Direction ::
Copy out every item below word for word, leaving out the pictures.

Data shown ::
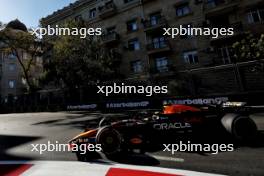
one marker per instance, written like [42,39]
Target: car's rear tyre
[242,128]
[110,140]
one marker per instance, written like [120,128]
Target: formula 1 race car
[145,130]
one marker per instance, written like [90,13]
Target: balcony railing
[155,23]
[110,37]
[159,46]
[107,10]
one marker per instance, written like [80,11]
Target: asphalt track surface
[19,131]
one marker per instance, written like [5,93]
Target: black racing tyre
[104,122]
[241,127]
[110,140]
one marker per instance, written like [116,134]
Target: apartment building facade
[12,83]
[134,28]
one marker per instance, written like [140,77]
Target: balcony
[217,7]
[107,10]
[110,38]
[158,47]
[150,25]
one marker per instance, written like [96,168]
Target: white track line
[164,158]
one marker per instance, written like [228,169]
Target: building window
[159,42]
[256,16]
[226,53]
[183,10]
[92,13]
[191,57]
[11,67]
[12,56]
[186,36]
[162,64]
[133,45]
[11,84]
[136,66]
[111,30]
[132,25]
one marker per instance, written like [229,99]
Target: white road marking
[54,168]
[164,158]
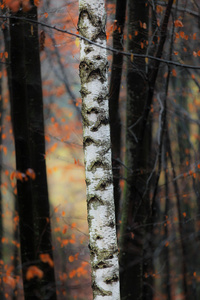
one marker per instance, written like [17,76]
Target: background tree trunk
[28,127]
[135,205]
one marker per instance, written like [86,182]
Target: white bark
[96,140]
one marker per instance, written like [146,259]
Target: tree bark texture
[97,150]
[28,127]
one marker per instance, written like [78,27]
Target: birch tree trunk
[97,149]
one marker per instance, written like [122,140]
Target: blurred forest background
[156,146]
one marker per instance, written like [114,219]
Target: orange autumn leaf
[45,258]
[30,172]
[72,274]
[64,229]
[178,23]
[10,281]
[71,258]
[34,271]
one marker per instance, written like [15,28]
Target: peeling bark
[97,149]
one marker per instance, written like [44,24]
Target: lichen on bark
[96,136]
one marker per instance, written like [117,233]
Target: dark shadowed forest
[99,150]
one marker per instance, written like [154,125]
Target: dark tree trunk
[135,203]
[115,82]
[28,127]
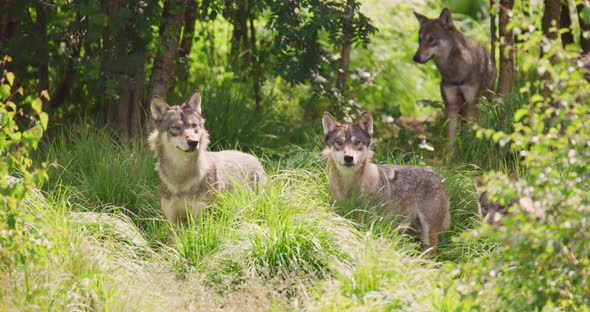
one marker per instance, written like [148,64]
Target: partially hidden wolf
[467,70]
[491,212]
[416,193]
[189,174]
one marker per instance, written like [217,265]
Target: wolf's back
[415,190]
[237,167]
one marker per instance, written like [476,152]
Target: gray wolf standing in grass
[413,192]
[189,174]
[467,70]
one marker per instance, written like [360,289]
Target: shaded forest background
[80,221]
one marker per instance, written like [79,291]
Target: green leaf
[4,91]
[537,98]
[43,118]
[36,105]
[585,15]
[519,114]
[10,78]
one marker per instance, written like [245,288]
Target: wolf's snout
[192,143]
[348,159]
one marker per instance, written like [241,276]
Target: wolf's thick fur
[467,70]
[413,192]
[189,174]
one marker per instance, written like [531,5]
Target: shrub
[20,244]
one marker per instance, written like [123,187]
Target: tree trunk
[507,61]
[188,34]
[493,30]
[137,95]
[63,89]
[551,22]
[74,42]
[8,23]
[584,27]
[238,57]
[42,52]
[551,18]
[131,50]
[170,25]
[255,64]
[347,32]
[108,109]
[565,22]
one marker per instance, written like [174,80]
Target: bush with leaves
[543,255]
[19,244]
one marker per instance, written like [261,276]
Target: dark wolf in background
[467,70]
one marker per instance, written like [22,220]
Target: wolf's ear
[158,107]
[329,123]
[421,18]
[194,102]
[479,182]
[513,175]
[446,18]
[365,121]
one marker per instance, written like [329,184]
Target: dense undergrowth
[93,236]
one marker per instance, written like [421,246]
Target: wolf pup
[416,193]
[189,174]
[467,70]
[491,212]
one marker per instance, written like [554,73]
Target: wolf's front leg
[170,211]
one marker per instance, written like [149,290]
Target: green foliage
[542,261]
[20,244]
[298,44]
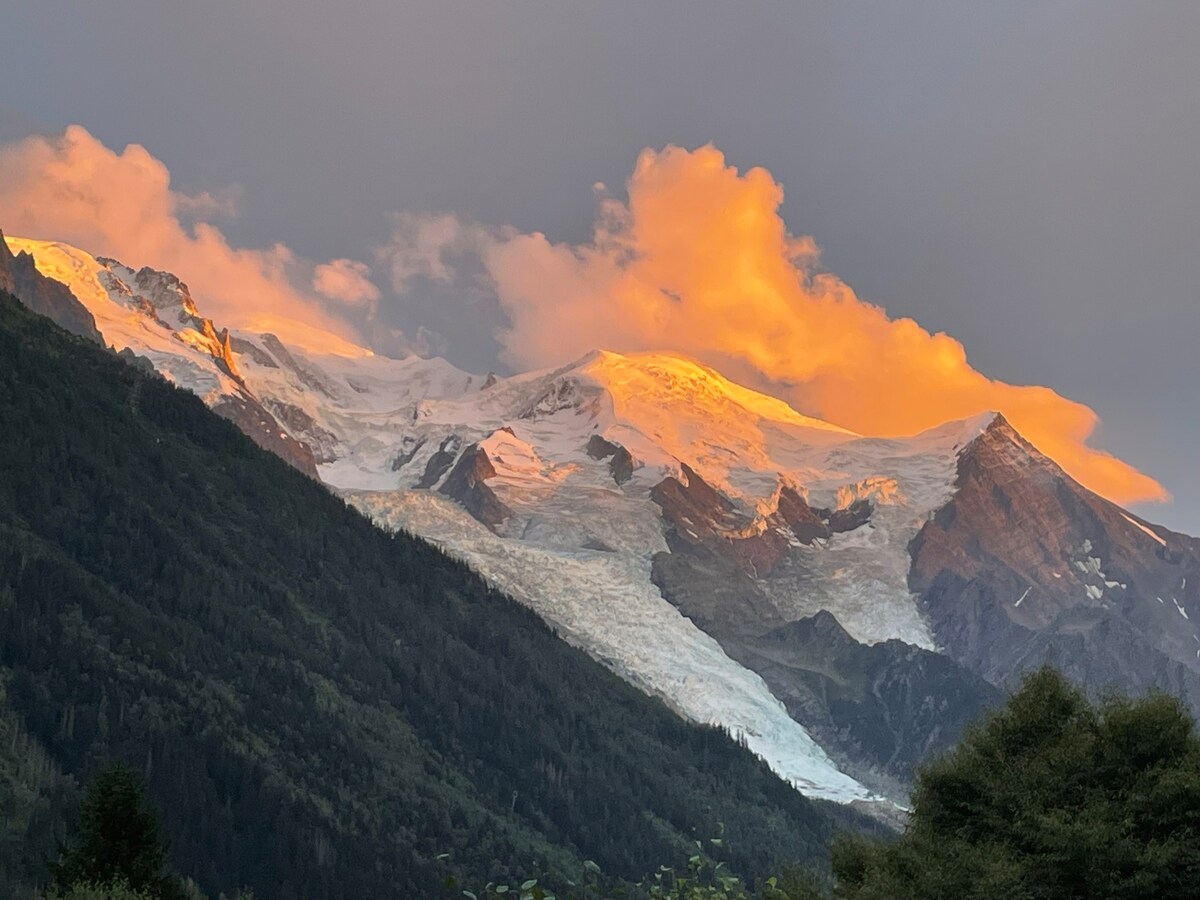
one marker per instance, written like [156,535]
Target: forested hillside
[319,708]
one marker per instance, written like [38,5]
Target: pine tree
[118,840]
[1050,798]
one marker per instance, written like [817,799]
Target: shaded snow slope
[567,462]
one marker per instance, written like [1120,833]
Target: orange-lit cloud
[699,261]
[75,190]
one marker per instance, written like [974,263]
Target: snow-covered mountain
[843,603]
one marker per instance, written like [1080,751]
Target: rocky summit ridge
[844,604]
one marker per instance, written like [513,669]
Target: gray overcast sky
[1021,175]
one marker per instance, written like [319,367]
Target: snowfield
[577,546]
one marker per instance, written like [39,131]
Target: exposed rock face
[466,484]
[49,298]
[621,461]
[883,708]
[409,448]
[249,414]
[699,516]
[1025,567]
[322,443]
[439,463]
[877,709]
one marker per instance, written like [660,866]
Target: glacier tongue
[605,604]
[581,540]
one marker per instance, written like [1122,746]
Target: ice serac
[1025,567]
[844,604]
[19,276]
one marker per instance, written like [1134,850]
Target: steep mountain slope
[683,529]
[321,708]
[19,276]
[1024,565]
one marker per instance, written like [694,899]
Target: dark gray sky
[1021,175]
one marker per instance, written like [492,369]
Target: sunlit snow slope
[561,486]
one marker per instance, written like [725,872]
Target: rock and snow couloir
[682,528]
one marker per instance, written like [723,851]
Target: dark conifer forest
[319,709]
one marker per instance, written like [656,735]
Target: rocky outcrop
[249,414]
[702,521]
[466,484]
[439,463]
[1025,567]
[621,461]
[49,298]
[881,709]
[877,709]
[322,443]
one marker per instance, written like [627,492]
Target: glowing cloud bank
[700,262]
[697,261]
[76,190]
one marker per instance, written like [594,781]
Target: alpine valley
[843,605]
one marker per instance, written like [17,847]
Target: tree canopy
[1051,797]
[118,840]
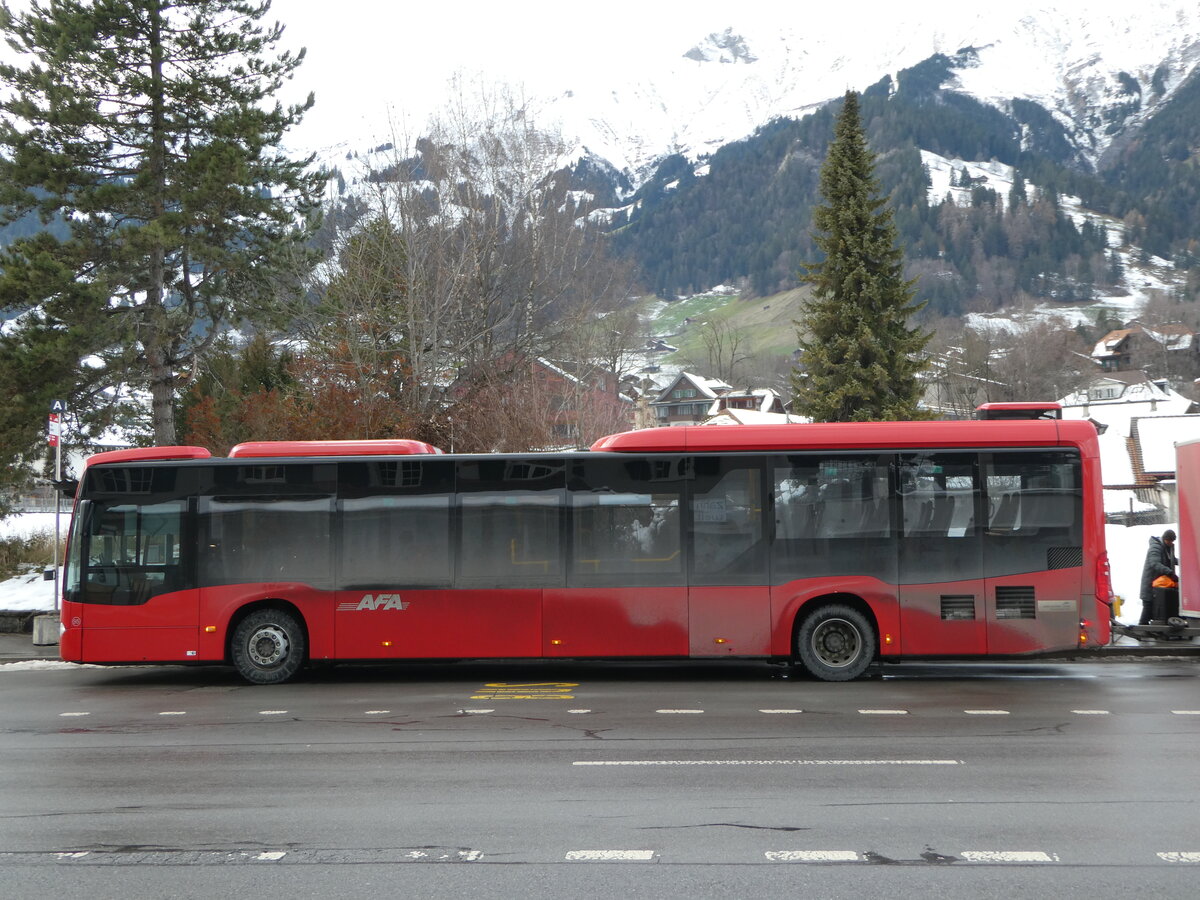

Result ::
one marker per instance, written like [42,39]
Target: car's rear tyre
[242,128]
[110,140]
one marker per instance, written like [120,128]
Target: formula 1 race car
[145,130]
one marker per instance, written like [90,13]
Target: balcony railing
[155,23]
[110,37]
[159,46]
[107,10]
one marker per instance, written like [80,11]
Target: asphalt track surface
[19,131]
one marker per instance, written like [5,93]
Target: black racing tyre
[104,122]
[241,127]
[110,140]
one marker per instance, written like [116,134]
Target: apartment building facade
[12,83]
[134,28]
one marker per instance, written like [140,77]
Target: balcony
[217,7]
[107,10]
[110,38]
[158,47]
[150,25]
one marker per instance, written like [96,168]
Target: white track line
[164,158]
one marker per instance, written like [228,169]
Target: building window
[159,42]
[256,16]
[226,53]
[183,10]
[92,13]
[191,57]
[11,67]
[12,56]
[186,36]
[162,64]
[133,45]
[11,84]
[136,66]
[111,30]
[132,25]
one marker per instance, written like [229,99]
Target: white road marking
[54,168]
[164,158]
one marker per instance, written like [17,76]
Target: background tree trunk
[28,127]
[135,205]
one marker per instance, written like [86,182]
Target: white bark
[96,140]
one marker per instance, written like [146,259]
Target: tree bark texture
[97,150]
[28,127]
one marker per instance, written like [78,27]
Target: birch tree trunk
[97,149]
one marker per instance, written like [122,140]
Target: blurred forest background
[156,146]
one marker per instance, written like [114,219]
Target: orange autumn leaf
[45,258]
[30,172]
[72,274]
[64,229]
[178,23]
[10,281]
[71,258]
[34,271]
one marker per instance, written like [15,28]
Target: peeling bark
[97,149]
one marker per instance, written like [44,24]
Target: lichen on bark
[96,136]
one marker per instance, written like [117,233]
Target: dark shadowed forest
[99,150]
one marker per instance, written like [154,125]
Target: dark tree trunk
[135,203]
[115,82]
[28,127]
one marker per instance, written like [148,64]
Target: partially hidden wolf
[467,70]
[491,212]
[416,193]
[189,174]
one marker per instance, written like [217,265]
Target: wolf's back
[415,190]
[237,167]
one marker per instance, written like [476,152]
Target: gray wolf standing in grass
[413,192]
[189,174]
[467,70]
one marker per instance, written like [360,289]
Target: shaded forest background
[80,221]
one marker per instance, written like [79,291]
Target: green leaf
[4,91]
[537,98]
[43,118]
[36,105]
[585,15]
[519,114]
[10,78]
one marker per instance, written like [245,288]
Target: wolf's snout
[192,143]
[348,159]
one marker per instance, written like [241,276]
Target: wolf's thick fur
[467,70]
[413,192]
[189,174]
one marker per instance, written like [531,5]
Target: shrub
[20,244]
one marker per instance, written like [123,187]
Target: tree trunk
[507,61]
[188,34]
[493,30]
[137,95]
[63,89]
[551,22]
[74,42]
[8,23]
[584,27]
[238,57]
[42,52]
[551,18]
[131,50]
[170,25]
[255,64]
[347,32]
[108,109]
[565,22]
one marker per instance, written like [174,80]
Target: bush with leaves
[543,255]
[19,244]
one marker per instance, written like [261,276]
Target: dark wolf in background
[467,70]
one marker per instance, written like [22,220]
Target: wolf's ear
[158,107]
[329,123]
[421,18]
[194,102]
[479,182]
[513,175]
[446,18]
[365,121]
one marker per instance, written like [329,184]
Target: dense undergrowth
[93,236]
one marker per instance, written like [421,246]
Target: wolf pup
[416,193]
[189,174]
[467,70]
[491,212]
one marker per instance, written like [554,73]
Target: wolf's front leg
[170,211]
one marker per instance, written like [149,290]
Target: green foliage
[542,261]
[20,244]
[298,44]
one marker per instance, written like [156,535]
Target: forested hillside
[319,708]
one marker per instance, written like [38,5]
Target: pine tree
[118,840]
[1050,798]
one marker per instance, written like [817,799]
Target: shaded snow slope
[567,462]
one marker per instance, written like [1120,833]
Target: orange-lit cloud
[699,261]
[75,190]
one marker per instance, written like [974,263]
Target: snow-covered mountain
[843,603]
one marker per instance, written like [1080,751]
Target: rocky summit ridge
[844,604]
one marker per instance, written like [513,669]
Target: gray overcast sky
[1021,175]
one marker per instance, written like [319,367]
Target: snowfield
[577,546]
one marker per instance, written like [39,131]
Target: exposed rock face
[466,484]
[49,298]
[621,461]
[883,708]
[409,448]
[249,414]
[699,516]
[1025,567]
[322,443]
[439,463]
[877,709]
one marker per instance, written like [660,866]
Target: glacier tongue
[605,604]
[581,540]
one marker per instance, written like [1122,746]
Target: ice serac
[1025,567]
[844,604]
[19,276]
one marker per instance, written like [1134,850]
Target: steep mountain slope
[683,529]
[321,708]
[19,276]
[1024,565]
one marker per instance, written like [694,899]
Target: dark gray sky
[1021,175]
one marker per instance, written like [492,369]
Target: sunlit snow slope
[561,486]
one marker per instance, written like [725,872]
Target: rock and snow couloir
[682,528]
one marker per instance, written like [723,851]
Target: dark conifer forest
[319,709]
one marker per instance, written like [656,735]
Target: rocky outcrop
[249,414]
[702,521]
[466,484]
[439,463]
[1025,567]
[621,461]
[49,298]
[881,709]
[877,709]
[322,443]
one marker per instance, written like [627,492]
Target: glowing cloud bank
[700,262]
[697,261]
[76,190]
one marker per instance, written like [594,781]
Target: alpine valley
[843,605]
one marker per instance, written like [17,847]
Target: tree canopy
[1051,797]
[118,840]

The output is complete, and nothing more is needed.